Where a line holds the word "clear", copy that line from the data below.

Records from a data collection

_____

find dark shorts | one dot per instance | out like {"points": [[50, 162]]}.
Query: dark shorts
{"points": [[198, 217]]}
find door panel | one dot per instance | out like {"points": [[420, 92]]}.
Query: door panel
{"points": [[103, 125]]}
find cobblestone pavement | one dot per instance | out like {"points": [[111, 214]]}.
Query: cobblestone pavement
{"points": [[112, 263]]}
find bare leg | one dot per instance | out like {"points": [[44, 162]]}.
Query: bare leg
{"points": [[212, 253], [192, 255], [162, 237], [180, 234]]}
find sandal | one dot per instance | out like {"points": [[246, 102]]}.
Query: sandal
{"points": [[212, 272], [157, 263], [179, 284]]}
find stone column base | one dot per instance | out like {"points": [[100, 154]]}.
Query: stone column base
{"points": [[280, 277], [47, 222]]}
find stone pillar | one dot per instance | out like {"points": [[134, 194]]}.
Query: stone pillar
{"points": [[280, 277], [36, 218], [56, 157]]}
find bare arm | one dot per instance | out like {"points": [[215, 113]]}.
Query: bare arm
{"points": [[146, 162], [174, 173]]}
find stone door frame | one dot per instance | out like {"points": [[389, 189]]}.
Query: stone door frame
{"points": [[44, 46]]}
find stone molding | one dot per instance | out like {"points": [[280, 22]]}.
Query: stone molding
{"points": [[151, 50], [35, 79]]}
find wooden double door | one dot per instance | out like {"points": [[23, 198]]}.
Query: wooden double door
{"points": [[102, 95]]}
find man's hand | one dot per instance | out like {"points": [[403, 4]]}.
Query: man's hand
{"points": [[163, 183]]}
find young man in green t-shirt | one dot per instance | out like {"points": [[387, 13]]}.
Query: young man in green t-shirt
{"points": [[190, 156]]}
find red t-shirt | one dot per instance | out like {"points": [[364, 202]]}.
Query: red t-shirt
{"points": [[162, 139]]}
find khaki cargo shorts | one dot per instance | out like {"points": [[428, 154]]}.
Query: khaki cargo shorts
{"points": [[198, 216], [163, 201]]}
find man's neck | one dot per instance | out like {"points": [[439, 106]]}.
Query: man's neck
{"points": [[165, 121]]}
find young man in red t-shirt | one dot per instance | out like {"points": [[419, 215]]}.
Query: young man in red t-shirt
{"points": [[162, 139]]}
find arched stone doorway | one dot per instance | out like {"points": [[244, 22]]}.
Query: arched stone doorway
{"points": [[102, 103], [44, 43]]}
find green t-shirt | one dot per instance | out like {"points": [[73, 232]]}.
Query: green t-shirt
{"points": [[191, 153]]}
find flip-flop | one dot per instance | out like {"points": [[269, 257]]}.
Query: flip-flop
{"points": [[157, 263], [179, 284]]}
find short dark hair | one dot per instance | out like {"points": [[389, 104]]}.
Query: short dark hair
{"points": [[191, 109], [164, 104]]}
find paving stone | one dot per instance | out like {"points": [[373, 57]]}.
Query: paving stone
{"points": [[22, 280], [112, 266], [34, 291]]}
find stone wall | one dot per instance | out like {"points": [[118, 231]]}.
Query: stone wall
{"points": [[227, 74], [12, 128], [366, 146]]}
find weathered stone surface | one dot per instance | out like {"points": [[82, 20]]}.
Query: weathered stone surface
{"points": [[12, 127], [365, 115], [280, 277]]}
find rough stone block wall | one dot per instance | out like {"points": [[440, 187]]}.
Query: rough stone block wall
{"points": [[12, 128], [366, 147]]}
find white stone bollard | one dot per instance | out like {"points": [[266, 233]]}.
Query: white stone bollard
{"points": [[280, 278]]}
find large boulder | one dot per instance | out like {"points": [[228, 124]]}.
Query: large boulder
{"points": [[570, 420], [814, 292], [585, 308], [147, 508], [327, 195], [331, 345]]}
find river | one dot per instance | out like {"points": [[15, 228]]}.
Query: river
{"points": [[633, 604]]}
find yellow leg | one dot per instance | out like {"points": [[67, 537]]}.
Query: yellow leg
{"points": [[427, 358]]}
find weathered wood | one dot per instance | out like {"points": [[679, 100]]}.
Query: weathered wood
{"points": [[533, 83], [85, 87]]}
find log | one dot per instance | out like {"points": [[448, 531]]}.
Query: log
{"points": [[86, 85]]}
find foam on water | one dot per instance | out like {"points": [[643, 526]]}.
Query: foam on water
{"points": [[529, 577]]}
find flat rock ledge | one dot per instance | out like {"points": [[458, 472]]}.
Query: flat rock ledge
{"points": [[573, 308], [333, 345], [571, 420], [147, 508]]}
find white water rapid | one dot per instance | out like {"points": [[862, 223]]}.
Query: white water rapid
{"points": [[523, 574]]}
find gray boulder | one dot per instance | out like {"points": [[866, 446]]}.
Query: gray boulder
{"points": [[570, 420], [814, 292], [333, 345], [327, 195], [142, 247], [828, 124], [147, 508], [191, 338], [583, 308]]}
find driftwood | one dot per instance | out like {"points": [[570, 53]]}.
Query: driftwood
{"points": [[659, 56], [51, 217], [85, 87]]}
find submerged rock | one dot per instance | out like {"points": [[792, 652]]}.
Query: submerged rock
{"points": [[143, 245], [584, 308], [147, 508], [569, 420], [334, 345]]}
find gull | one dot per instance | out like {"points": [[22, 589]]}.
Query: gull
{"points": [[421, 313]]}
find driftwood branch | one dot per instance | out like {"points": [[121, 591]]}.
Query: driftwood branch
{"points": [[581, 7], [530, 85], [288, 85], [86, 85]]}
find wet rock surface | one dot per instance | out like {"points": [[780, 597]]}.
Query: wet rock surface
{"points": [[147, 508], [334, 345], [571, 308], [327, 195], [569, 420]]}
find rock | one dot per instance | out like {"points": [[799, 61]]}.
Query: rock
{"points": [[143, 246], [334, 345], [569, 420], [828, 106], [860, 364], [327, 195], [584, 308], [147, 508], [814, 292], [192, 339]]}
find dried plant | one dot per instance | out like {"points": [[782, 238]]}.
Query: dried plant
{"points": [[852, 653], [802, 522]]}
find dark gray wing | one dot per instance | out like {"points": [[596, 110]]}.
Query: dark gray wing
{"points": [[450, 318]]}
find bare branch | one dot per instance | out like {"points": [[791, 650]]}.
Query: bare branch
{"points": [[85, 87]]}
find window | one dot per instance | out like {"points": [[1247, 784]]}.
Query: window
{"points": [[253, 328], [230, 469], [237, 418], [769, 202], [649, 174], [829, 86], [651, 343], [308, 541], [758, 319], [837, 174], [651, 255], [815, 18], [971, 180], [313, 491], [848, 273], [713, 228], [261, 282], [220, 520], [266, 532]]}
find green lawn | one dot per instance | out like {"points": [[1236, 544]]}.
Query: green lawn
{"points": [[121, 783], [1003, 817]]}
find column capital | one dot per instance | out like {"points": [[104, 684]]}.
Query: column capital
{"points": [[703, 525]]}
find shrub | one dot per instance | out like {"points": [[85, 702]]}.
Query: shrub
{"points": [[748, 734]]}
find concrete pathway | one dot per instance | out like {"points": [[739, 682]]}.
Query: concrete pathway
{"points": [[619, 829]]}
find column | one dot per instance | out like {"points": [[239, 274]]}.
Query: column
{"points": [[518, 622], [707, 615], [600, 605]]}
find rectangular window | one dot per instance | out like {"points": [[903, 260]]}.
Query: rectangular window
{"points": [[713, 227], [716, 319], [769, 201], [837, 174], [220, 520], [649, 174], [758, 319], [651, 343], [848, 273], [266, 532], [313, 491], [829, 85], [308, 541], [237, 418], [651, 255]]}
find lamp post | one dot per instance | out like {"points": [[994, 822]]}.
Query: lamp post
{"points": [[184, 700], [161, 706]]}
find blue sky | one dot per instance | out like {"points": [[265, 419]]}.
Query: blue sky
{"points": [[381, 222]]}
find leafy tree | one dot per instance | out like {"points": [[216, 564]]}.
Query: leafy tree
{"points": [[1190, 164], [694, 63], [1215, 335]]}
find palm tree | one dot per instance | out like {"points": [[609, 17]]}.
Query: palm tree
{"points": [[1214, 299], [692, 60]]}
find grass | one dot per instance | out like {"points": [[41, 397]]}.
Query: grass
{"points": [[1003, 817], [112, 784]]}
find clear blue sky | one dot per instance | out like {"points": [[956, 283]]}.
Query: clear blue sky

_____

** Response area **
find clear blue sky | one dot per instance | out like {"points": [[956, 283]]}.
Query: clear blue sky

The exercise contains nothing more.